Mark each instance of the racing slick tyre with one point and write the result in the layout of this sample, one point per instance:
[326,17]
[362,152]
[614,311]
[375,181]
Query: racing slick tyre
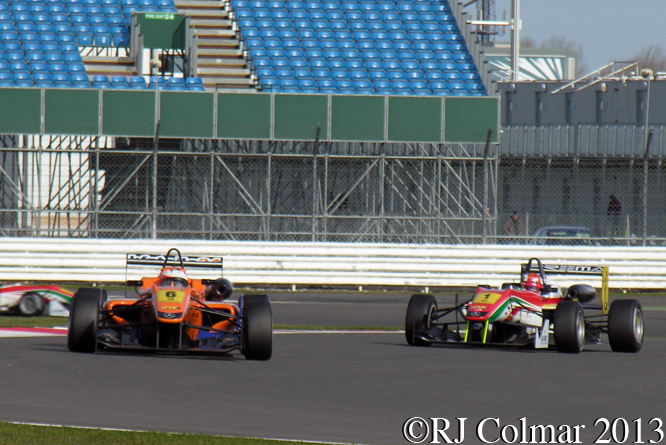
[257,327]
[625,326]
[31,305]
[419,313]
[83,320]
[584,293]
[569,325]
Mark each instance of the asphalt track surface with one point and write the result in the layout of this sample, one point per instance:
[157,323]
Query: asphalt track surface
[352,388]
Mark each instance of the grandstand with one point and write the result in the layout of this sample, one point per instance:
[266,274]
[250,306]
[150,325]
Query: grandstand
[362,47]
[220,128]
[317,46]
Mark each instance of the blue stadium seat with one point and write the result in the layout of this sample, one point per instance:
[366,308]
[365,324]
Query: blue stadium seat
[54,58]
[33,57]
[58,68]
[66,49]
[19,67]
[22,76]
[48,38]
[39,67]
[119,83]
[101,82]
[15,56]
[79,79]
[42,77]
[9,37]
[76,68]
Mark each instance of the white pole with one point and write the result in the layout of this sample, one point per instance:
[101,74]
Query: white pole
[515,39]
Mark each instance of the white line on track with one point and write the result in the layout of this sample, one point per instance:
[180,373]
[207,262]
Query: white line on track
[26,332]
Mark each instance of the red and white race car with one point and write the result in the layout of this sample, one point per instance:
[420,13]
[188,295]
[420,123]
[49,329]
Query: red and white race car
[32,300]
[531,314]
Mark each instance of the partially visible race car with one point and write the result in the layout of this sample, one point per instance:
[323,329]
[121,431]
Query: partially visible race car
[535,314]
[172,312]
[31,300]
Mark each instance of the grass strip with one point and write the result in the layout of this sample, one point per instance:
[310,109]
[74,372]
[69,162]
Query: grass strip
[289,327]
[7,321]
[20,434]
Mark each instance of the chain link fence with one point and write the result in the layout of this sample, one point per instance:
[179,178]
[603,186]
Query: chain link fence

*Task objective*. Without the pictures, restate all the entries above exactly.

*Response to the task*.
Mark each instance of the racing slick tyre with one point and write the result in the layout of this sample, one point per instance:
[326,17]
[362,152]
[614,311]
[375,181]
Query: racing slick tyre
[257,327]
[625,326]
[31,305]
[419,313]
[83,320]
[584,293]
[569,325]
Mark each instance of the asphalt track surface with one point and write the result in the layout of this sample, one point per instance:
[157,323]
Query: asphalt track surface
[352,388]
Mark each instance of the grandstand with one point and write the result in the layout of this sample, one point per instance:
[266,274]
[250,306]
[150,325]
Query: grandstand
[362,47]
[220,128]
[317,46]
Mark each instance of the blue stadium seat with one point and write the result in the layout of this sample, one point per instance:
[366,308]
[365,324]
Query: blue stadium seat
[54,58]
[33,57]
[58,68]
[66,49]
[19,67]
[22,76]
[48,38]
[39,67]
[119,83]
[101,82]
[15,56]
[79,79]
[42,77]
[9,37]
[76,68]
Mark each instance of the white pole with one point and write the result in the layout of this sample, one point per instance:
[101,74]
Query: white pole
[515,39]
Mark each instance of the white line on track with one point and write the result in the layout of this sample, one point per instance:
[180,373]
[207,262]
Query: white line on track
[26,332]
Mark each instance of the red and white race car with one point and write the result in the layout of this sample, one point per instance:
[420,13]
[188,295]
[420,123]
[49,329]
Query: red and white race car
[32,300]
[531,314]
Mark each instance of the partially visible race car with one point and write the result in the layout of this sample, one point per instance:
[323,329]
[121,431]
Query: partially visible race car
[535,314]
[172,312]
[31,300]
Mark each instance of the grass strip with one point and write the result in the layout of this sample, one point per instance:
[310,109]
[74,372]
[69,162]
Query: grass strip
[289,327]
[7,321]
[20,434]
Mark each instance of the chain link fence with one point and write the result in the layout of this sample, one point per instance:
[179,178]
[603,186]
Query: chain link fence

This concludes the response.